DO THIS: Reproduce every line of the material below, but drop the pictures.

(Point labeling dataset excerpts)
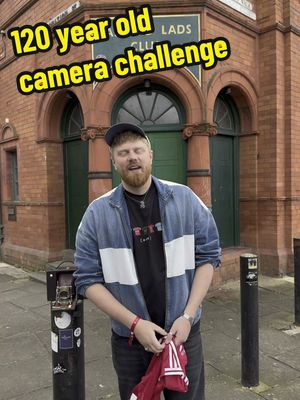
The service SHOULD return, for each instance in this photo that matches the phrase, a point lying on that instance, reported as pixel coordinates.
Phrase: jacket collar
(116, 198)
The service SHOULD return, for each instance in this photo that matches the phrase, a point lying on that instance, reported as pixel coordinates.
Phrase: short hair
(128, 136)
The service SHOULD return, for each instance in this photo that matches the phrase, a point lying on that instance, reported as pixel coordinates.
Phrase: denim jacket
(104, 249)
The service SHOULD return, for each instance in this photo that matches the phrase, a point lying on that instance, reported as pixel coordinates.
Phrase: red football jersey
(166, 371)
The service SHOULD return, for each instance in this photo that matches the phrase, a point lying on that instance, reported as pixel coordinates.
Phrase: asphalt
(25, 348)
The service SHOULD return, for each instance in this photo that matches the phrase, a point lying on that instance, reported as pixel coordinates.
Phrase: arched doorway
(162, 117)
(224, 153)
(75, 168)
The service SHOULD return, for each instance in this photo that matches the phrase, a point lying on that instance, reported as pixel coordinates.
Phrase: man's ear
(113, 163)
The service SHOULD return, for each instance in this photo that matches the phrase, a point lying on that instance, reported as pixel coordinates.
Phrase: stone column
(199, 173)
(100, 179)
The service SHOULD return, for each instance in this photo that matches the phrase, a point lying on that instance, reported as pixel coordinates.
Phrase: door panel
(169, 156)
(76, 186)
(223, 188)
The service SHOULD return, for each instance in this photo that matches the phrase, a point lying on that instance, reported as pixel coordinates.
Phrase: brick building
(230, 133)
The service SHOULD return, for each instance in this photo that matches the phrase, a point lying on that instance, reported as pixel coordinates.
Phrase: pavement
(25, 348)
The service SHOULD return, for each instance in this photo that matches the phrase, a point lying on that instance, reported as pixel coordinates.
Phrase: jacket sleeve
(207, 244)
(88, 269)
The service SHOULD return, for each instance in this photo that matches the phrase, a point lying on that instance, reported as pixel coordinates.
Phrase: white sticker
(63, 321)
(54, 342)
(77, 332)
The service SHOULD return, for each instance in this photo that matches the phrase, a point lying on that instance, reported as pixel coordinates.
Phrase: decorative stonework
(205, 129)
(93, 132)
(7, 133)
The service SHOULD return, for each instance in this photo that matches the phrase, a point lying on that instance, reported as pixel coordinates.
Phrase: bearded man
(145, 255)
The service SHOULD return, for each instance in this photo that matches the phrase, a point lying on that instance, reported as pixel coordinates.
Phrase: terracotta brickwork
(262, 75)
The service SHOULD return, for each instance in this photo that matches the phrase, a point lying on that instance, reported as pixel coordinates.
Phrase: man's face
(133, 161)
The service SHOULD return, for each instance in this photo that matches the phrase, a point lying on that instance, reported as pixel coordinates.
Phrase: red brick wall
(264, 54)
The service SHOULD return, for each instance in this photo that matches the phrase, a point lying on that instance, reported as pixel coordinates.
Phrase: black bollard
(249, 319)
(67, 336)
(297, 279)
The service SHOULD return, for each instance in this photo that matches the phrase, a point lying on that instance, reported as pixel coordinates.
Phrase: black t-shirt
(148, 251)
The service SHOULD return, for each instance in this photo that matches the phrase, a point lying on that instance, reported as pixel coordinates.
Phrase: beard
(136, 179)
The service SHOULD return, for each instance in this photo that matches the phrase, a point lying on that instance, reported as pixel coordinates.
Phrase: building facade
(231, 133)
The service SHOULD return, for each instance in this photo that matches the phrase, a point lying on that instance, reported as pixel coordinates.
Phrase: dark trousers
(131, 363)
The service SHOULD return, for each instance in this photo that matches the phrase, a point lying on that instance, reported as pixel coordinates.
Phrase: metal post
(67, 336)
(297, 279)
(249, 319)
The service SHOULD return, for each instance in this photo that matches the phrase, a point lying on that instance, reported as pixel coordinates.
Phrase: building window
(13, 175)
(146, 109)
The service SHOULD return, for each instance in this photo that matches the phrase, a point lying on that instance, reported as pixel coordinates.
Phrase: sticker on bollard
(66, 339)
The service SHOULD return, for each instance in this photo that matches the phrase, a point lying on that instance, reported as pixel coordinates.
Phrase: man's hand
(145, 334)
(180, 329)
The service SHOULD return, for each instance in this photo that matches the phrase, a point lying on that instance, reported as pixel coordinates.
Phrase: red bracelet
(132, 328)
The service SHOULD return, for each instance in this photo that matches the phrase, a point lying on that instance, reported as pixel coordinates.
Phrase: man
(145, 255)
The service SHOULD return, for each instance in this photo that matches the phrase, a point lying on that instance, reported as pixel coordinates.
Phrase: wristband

COMPLETE RESPONSE:
The service SHOULD return, for each instance in this photo that matches the phrase, a point lying on that instance, reported as pixel coordinates.
Phrase: jacket collar
(116, 198)
The service SHOULD return, for each instance in this photo that matches the phrase, a point lying on that instance, reported as pixel coordinates.
Phrase: short hair
(128, 136)
The service SHOULD return, for each instance in this photo that matches the phrase, a point lying on that instance, reported as pixel coordinates.
Phrase: denim jacket
(104, 249)
The service SHOULD return, for each instance in this photo that matches the phrase, a point lying on that instance, reported as pixel coordinates.
Phrase: red football jersey
(166, 371)
The service SHOULD return, for each instance in this photo that matches the phrase, a point lying on that instance, reported as pixel coordinates.
Phrase: asphalt
(25, 348)
The service SHOULD return, for each instance in this photo that matches the phrase, a point lying on that instance, reported as pixel coordinates.
Phrase: arched doorway
(162, 117)
(224, 153)
(75, 168)
The service SHOULD return, for each instance in this photo that matches the phrase, a point lying on that instance, reported as pixel coordinates.
Phrase: man's ear
(113, 163)
The service SHOULD return, for each instance in this photo that matches the phrase, a point lying on that instance, reported as pixel coordinates.
Phrase: stone column
(199, 173)
(100, 179)
The service SHOULD return, for each instance in this photo that matches the phrase, a point lying on that instance, reported as pixel coordinates.
Phrase: door panel
(169, 156)
(76, 186)
(223, 188)
The service SHOULD return, for each instance in this photo that matches the phrase, a point lying on that instance, reported as pixel coordinates.
Phrase: brick building
(230, 133)
The service SHOULD return, for each instance in this photo that matches the phrase, a point lying on that instance, reported as pixel coordinates.
Phrase: pavement
(25, 348)
The service SHOULD return, for each instance in this photo that matches the phrase, a point lying on that instance, reported as pixel coordinates.
Phrase: jacket sleeve
(207, 244)
(88, 269)
The service SHOULD return, for each instance in this photo that matches the phrase, a point lying on that instance, reported as pixel coordinates.
Phrase: white sticker
(63, 321)
(54, 342)
(77, 332)
The service SHOULD return, for each instance in this photo that matches the phrase, a point lying on that instance, reported as pixel coordinates.
Phrase: decorative stonework
(205, 129)
(93, 132)
(7, 133)
The service SHOULD return, for each instance in this photo that matches the phrase, a point lying on that instance, reported as pixel coordinates.
Phrase: bearded man
(145, 255)
The service SHOULD return, for each instance in this photo that matches the phrase, a point lying on that instance, reported as pixel coordinates.
Phrase: terracotta brickwork
(262, 75)
The service SHOULD return, for each instance in this photo that matches the phrase, a point lying on that instance, reported as pixel coordinates.
Phrase: man's face
(133, 161)
The service SHOULD return, for each instance in this photo that matches the phrase, a point lying on that instance, reported as pixel coordinates.
Phrase: red brick wall
(264, 54)
The service SHOULD return, for each instance in this photo that matches the phrase, a point lying on that instance, reported as pixel coordinates.
Phrase: black bollard
(249, 319)
(67, 336)
(297, 279)
The service SHOULD return, for each instance in this photo that matches the phrase, a point lying on that instance, reported as pixel coordinates.
Phrase: black t-shirt
(148, 251)
The service SHOULD return, for each instance in this photo that matches the phrase, a point lying on that instance, reported as pixel coordinates.
Phrase: beard
(136, 179)
The service SHOULD return, for each instance in this photo that matches the phrase, a point lying on that instance, reported as pixel coordinates.
Phrase: building facade
(231, 133)
The service SHOULD return, for each instance in this photo that matches the phrase, a point lying on that instance, reported as pixel coordinates.
Phrase: dark trousers
(131, 363)
The service SHOULD return, for each instance in this photo that matches the phrase, a point lying on that instance, reported as pixel coordinates.
Phrase: metal post
(67, 336)
(297, 279)
(249, 319)
The service SHOULD return, for each instance in this photo that matches the phrase, a point lying on that instance, reported as pixel coordinates.
Phrase: building window
(13, 175)
(146, 109)
The service SHOULD return, for each instance in this photo that matches the phrase, a point lying on that instance, reported as pixel coordinates.
Phrase: sticker on bollard
(66, 339)
The service SHOULD return, for each instance in this photo that matches the phrase, a point lying on that instance, reported as pixel coordinates.
Phrase: man's hand
(145, 334)
(180, 329)
The service SHOULD return, for each instance in this photo that matches the phrase, a point lying on that instance, reported as pixel coordinates.
Phrase: red bracelet
(132, 328)
The service SHOULD return, for each instance in this photo that matches the phrase, a point lying on that instance, reported as pixel coordinates.
Phrase: man
(145, 255)
The service SHOULD return, for each instance in this photo that matches the phrase, a point lying on that instance, reported as pixel coordinates.
Phrase: wristband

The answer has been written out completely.